**REQUIRED TASKS:**
(1) Rewrite the senioritis article from "When high-school seniors" to "frequently ignored stimuli.", swapping "selective hearing" for "convenient deafness".
(2) Extend the satirical article about first-year students who still have senioritis, picking up after its final sentence.

**PAGE EXCERPT:**
- - -

When high-school seniors first began showing symptoms of extreme apathy last winter, it was explained away with a generic diagnosis of ‘Senioritis.’ Senioritis, a common seasonal condition, normally hits 17- to 18-year-old students with symptoms including a sudden inability to read clocks, a preference for clothing that resembles blankets, and selective hearing. In a clinical study, ‘due,’ ‘test,’ ‘study,’ and ‘required,’ were found to be the most frequently ignored stimuli.
But while it was expected that the annual strain of senioritis would set in last September, and continue claiming victims through May, an unsettling number of youth haven’t overcome their cases. The normal prescriptions and remedies aren’t working, either. “The regular panacea for senioritis is graduating high school or attending college,” stated a Vanderbilt University faculty member in the Department of Pathology, Microbiology, and Immunology. “But some freshmen — ahem, the loved, respected, and wonderful first-year members of the class of 2020 — are still experiencing certain symptoms. The pathological field has concluded that a new strain of Senioritis has become immune to the usual vaccine.”
Students report struggling with punctuality, wearing presentable clothing, and generally feeling underappreciated. “I honestly feel really attacked, ‘cause I just can’t wear my Snuggie to class like I used to,” one concerned freshman confided. “Like, I knew Vandy had a reputation for wearing trendy stuff, but c’mon, Snuggies are timeless.”
“When I explained, perfectly rationally, to my professor that I was late because the coffeeshop line was long,” continued another, “they still took off points from my participation grade — as if PSL’s weren’t a legitimate excuse!”

- - -

**RECORDS SUPPLIED:**
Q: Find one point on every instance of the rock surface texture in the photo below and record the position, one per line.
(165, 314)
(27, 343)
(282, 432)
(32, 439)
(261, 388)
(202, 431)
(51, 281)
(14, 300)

- - -

**RESULTS FOR THE EXERCISE:**
(1)
When high-school seniors first began showing symptoms of extreme apathy last winter, it was explained away with a generic diagnosis of ‘Senioritis.’ Senioritis, a common seasonal condition, normally hits 17- to 18-year-old students with symptoms including a sudden inability to read clocks, a preference for clothing that resembles blankets, and convenient deafness. In a clinical study, ‘due,’ ‘test,’ ‘study,’ and ‘required,’ were found to be the most frequently ignored stimuli.

(2)
Other members of the freshman class expressed disappointment with the lack of recognition in college. “I haven’t received a single certificate since I’ve gotten here,” complained one student. “Not to mention that there’s only been a handful of banquets held in my honor. How am I meant to feel properly valued and adored?”
“I keep handing out professional photographs of me sitting in a big field and no one wants them,” said a girl through tears. “Not even the ones of me looking super contemplative on the railroad tracks!”
One particularly confused student was seen looking dazed, as he repeatedly stopped strangers on Peabody Bridge to ask, “Yo, when is skip day?”
The research world is working furiously on a cure for this new strain of the disease, but it is only spreading. “The only time such a virus has spread this fast was rapid infection of the Stop Kony 2012 movement, but there’s no sign of viral-burnout here. The kids are dropping like flies,” commented a Vanderbilt University Medical Center staff member in the Pathology, Microbiology, and Immunology Department.
It is possible that perhaps no one will be able to escape that carefree, lackadaisical joy of a senior year, all the way up through being a senior citizen. No one is safe. No one is immune. And no one, perhaps, will be without their Snuggies and Starbucks, as they casually stroll into the office twenty minutes late, certificates and headshots in hand.